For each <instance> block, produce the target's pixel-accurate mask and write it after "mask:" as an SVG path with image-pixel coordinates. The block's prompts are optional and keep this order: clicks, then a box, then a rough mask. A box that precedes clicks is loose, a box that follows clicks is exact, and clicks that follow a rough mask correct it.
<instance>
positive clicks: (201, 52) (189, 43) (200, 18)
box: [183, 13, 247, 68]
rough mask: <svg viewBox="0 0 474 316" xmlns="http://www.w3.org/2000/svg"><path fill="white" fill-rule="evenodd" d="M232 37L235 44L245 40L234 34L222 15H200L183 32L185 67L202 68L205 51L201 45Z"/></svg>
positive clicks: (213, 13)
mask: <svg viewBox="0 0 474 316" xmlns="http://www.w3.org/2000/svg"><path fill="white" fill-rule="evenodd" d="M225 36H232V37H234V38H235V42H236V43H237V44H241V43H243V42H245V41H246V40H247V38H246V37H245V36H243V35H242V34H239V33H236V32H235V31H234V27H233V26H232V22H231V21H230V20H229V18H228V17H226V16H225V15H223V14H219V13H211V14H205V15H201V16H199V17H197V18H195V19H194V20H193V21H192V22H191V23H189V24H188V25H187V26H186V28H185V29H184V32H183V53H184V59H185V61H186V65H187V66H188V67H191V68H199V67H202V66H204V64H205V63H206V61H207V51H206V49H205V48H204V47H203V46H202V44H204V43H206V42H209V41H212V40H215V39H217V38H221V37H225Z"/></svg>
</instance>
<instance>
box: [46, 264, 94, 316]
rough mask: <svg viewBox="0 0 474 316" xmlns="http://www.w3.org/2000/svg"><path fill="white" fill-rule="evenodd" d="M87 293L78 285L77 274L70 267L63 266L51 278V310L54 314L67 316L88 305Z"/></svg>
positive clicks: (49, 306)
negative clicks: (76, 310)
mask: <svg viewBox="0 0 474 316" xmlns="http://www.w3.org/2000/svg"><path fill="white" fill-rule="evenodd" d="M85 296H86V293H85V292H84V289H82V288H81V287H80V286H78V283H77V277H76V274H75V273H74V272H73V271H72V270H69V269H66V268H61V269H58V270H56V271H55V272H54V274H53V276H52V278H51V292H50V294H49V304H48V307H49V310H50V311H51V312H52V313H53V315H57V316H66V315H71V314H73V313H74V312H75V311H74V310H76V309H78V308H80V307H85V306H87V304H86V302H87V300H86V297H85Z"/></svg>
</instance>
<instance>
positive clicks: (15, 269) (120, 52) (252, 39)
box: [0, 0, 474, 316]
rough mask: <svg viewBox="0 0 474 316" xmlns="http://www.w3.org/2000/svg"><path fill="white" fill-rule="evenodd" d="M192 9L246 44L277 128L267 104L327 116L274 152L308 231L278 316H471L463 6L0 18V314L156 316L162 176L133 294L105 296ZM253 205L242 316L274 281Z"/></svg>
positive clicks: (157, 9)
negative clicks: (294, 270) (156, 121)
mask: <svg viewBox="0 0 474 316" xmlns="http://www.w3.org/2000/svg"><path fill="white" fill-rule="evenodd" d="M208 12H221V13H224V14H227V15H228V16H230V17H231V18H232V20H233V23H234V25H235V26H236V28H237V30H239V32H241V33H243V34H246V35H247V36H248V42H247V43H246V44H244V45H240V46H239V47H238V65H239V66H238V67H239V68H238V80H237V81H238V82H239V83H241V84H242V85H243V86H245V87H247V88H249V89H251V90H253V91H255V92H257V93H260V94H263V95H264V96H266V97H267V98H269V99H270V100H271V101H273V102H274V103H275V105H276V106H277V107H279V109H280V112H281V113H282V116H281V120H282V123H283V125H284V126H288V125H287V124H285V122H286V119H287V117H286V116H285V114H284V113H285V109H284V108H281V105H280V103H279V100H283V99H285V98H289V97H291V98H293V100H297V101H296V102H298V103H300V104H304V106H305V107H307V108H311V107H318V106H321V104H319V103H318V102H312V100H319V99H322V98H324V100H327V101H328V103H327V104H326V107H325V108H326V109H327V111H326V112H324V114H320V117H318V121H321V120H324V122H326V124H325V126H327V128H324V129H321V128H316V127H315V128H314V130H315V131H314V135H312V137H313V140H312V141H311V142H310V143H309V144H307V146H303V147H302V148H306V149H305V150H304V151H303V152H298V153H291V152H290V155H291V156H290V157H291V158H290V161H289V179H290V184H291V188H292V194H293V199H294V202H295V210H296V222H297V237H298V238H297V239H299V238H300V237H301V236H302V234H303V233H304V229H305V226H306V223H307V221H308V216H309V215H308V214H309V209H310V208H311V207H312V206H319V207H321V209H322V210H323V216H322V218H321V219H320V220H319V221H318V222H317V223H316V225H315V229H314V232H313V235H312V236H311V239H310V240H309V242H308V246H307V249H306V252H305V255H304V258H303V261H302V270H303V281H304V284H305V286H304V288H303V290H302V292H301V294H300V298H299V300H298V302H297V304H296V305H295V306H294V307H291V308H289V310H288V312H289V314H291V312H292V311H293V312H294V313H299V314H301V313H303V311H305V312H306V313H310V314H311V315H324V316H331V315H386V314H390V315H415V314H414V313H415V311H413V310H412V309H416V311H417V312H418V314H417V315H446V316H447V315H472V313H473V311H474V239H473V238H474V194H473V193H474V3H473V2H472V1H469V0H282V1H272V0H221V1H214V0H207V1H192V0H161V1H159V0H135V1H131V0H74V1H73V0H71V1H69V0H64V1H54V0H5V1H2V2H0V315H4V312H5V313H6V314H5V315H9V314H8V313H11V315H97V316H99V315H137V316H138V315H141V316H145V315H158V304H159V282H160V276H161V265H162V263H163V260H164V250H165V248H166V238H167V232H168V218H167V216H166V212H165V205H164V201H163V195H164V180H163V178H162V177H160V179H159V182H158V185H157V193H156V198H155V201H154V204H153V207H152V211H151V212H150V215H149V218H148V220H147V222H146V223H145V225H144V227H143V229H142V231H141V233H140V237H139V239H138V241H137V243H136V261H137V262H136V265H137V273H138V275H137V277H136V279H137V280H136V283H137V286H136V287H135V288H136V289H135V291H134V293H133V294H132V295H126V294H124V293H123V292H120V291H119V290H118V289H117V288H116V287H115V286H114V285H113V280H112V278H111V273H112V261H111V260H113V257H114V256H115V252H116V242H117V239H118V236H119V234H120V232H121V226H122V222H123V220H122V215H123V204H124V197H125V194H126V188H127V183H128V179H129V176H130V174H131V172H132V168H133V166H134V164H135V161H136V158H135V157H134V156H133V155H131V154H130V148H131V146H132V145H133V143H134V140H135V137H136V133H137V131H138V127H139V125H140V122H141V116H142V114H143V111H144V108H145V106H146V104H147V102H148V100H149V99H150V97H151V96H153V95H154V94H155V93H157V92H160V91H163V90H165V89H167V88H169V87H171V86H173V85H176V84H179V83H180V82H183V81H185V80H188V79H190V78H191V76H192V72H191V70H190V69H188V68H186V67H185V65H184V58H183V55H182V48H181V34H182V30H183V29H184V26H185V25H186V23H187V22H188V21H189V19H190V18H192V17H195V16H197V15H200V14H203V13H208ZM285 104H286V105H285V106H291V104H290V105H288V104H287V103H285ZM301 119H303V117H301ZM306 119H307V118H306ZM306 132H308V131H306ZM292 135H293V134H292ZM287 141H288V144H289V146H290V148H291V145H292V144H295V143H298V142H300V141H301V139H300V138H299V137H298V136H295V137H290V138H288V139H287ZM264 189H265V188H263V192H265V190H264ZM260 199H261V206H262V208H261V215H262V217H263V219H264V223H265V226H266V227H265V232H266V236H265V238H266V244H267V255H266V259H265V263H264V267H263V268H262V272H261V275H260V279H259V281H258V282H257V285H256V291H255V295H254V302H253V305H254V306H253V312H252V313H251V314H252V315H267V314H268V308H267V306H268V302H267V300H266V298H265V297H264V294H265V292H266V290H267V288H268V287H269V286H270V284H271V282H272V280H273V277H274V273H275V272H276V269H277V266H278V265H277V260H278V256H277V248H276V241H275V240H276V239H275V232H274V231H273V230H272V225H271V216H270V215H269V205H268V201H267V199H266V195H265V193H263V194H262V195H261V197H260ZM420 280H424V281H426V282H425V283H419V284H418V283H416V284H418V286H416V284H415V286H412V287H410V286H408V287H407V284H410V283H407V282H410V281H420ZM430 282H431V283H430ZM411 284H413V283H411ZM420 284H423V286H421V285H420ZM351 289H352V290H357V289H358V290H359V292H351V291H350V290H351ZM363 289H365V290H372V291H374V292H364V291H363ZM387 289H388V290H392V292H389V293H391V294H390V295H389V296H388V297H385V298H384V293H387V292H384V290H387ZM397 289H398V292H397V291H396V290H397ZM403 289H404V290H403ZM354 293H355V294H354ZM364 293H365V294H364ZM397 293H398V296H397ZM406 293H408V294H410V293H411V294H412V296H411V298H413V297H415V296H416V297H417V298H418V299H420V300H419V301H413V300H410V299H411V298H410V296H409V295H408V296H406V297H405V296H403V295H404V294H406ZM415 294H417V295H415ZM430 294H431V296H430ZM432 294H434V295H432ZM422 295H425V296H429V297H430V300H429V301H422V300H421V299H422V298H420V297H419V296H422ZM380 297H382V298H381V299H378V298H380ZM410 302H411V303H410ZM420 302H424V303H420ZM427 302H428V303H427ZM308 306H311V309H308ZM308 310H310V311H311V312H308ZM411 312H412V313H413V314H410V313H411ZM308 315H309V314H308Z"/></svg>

****************************************

Output the lines of the records above exactly as they appear, from the line containing "positive clicks: (201, 52)" through the line containing "37L235 44L245 40L234".

positive clicks: (201, 52) (189, 43) (200, 18)
box: [183, 13, 247, 68]
rough mask: <svg viewBox="0 0 474 316" xmlns="http://www.w3.org/2000/svg"><path fill="white" fill-rule="evenodd" d="M232 37L235 44L245 40L234 34L222 15H200L183 32L185 67L202 68L205 51L201 45Z"/></svg>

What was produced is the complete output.